■ Required action A
The first sentence of the piece on nested stories names a continuum of layers that stories are nested in. List every layer it names.
■ Required action B
Repeat word for word the part of the piece on nested stories starting at "I had several" and ending at "that are told.".
■ Required action C
Write what comes next in the piece on nested stories, picking up after its last sentence.

We don’t just think in stories, but in layers of stories, stories nested up and down a continuum of stories from the personal, familial, societal and even to the biological.

I had several favorite stories when I was a child. Yurtle the Turtle convinced his colleague turtles to allow him to achieve a greater and greater height by standing on the backs of his shelled associates. Disaster at the end. But not before the reader got a bird’s eye view of Turtleland. It reminds me of Newton’s suggestion that his accomplishments were achievable only because he was able to stand on the shoulders of his predecessors. In science, there are still moments of “all fall down.”

Our stories stack, back to back, not unlike an almost infinite pile of turtles. The philosopher Ken Wilber uses a stacking-turtle metaphor to describe how evolutionary scales nest and stack. There is a mirroring between the nested stages of social evolution and the stories that accompany those stages. The impact of competing societal stages can be experienced by stories that are told.

Perhaps the most classic tale of clashing societies is how the now lost stories, rituals and traditions of the prepatriarchal goddess cultures were demonized by their Indo-European conquerors. Snakes and serpents were integral to the symbology of the ancient, matriarchal societies. The victor writes history, in this case rewriting herstory, so that serpents morphed into dragons killed by heroes rewarded with an adulating wife.

During the Carter Administration Iran Hostage Crisis, I observed a political cartoon showing Khomeini, head of Iran, as a giant octopus with tentacles snaking out past Iran’s borders. Not noted by the cartoonist was that 25 years earlier, in 1953, the American government overthrew the Iranian democracy to install a head of country that would allow American and British petroleum corporations to do business there. Yesterday, while talking to a client in a hot dog stand, I noted on the restaurant TV CNN doing a history of the conflict between Iran and the U.S. As background for the present conflict, CNN’s history started in 1979.

Where we choose to begin and end the stories that we tell has everything to do with the message we assign them.

■ Collected data
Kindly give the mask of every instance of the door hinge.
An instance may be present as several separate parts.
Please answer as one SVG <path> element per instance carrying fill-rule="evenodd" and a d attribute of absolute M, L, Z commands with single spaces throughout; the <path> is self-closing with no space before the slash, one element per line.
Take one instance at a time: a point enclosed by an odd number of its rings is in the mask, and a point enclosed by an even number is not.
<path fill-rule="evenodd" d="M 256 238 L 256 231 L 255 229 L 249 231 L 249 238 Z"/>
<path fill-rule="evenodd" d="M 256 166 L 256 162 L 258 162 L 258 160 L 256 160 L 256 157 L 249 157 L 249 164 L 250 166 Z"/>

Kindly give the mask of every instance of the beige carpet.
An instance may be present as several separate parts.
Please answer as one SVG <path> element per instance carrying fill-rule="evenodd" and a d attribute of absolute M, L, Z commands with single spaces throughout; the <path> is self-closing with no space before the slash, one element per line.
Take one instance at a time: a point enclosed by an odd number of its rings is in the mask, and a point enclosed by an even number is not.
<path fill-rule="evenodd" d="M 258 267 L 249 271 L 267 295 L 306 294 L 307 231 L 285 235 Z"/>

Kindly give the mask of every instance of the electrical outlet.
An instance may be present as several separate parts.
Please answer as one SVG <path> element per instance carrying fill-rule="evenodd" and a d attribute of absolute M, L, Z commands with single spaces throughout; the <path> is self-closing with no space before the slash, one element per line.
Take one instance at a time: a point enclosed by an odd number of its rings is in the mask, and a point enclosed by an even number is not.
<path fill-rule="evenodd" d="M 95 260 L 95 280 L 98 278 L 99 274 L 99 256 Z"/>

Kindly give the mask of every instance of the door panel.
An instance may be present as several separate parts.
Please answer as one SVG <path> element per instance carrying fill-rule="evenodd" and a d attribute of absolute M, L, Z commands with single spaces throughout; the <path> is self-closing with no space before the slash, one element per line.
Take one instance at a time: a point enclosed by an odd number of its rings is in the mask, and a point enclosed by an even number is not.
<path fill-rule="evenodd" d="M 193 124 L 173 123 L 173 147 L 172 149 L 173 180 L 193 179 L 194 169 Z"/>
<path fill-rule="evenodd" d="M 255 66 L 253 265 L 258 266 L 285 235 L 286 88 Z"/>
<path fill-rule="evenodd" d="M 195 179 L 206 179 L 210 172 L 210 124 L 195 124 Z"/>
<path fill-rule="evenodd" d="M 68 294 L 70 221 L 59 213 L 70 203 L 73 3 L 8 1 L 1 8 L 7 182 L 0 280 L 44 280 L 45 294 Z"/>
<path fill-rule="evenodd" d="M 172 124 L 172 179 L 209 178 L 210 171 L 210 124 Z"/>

■ Written reply A
personal, familial, societal, biological

■ Written reply B
I had several favorite stories when I was a child. Yurtle the Turtle convinced his colleague turtles to allow him to achieve a greater and greater height by standing on the backs of his shelled associates. Disaster at the end. But not before the reader got a bird’s eye view of Turtleland. It reminds me of Newton’s suggestion that his accomplishments were achievable only because he was able to stand on the shoulders of his predecessors. In science, there are still moments of “all fall down.”

Our stories stack, back to back, not unlike an almost infinite pile of turtles. The philosopher Ken Wilber uses a stacking-turtle metaphor to describe how evolutionary scales nest and stack. There is a mirroring between the nested stages of social evolution and the stories that accompany those stages. The impact of competing societal stages can be experienced by stories that are told.

■ Written reply C
Carl Sagan has suggested that humans’ negative focus on serpent/dragon tales have biological origins in our fear of being poisoned over the course of our evolution. I would agree that there are biological informants to the stories that we make. The most profound biological imperative is that stories require a single narrative stream of information with a beginning and an end. As we know from dream, this structure is not the only way of receiving or imparting information. Very close to the language centers of the brain is the place where we process rhythm. Quite possibly, as language bridged over from gesture, with information being communicated by a combination of expression and hand movement, language transformed into speech in our brains, where we were making and listening to music. What would be the effect of how we tell and listen to stories, informed by a part of our brain that evolved making and listening to music? In music, there is a single, over time, thread of information with a limited number of complementing subthreads. In other words, a story is a song. A story is not reality, not even close. Yet we use the stories we tell to deeply inform how the world works.

I read yesterday that a couple generations ago, someone said that all models are wrong, but some models are useful. Models are wrong because they are stories. Some stories are more useful than others.

Perhaps the most useful story of all is the story we can tell ourselves that suggests that a story is a lie.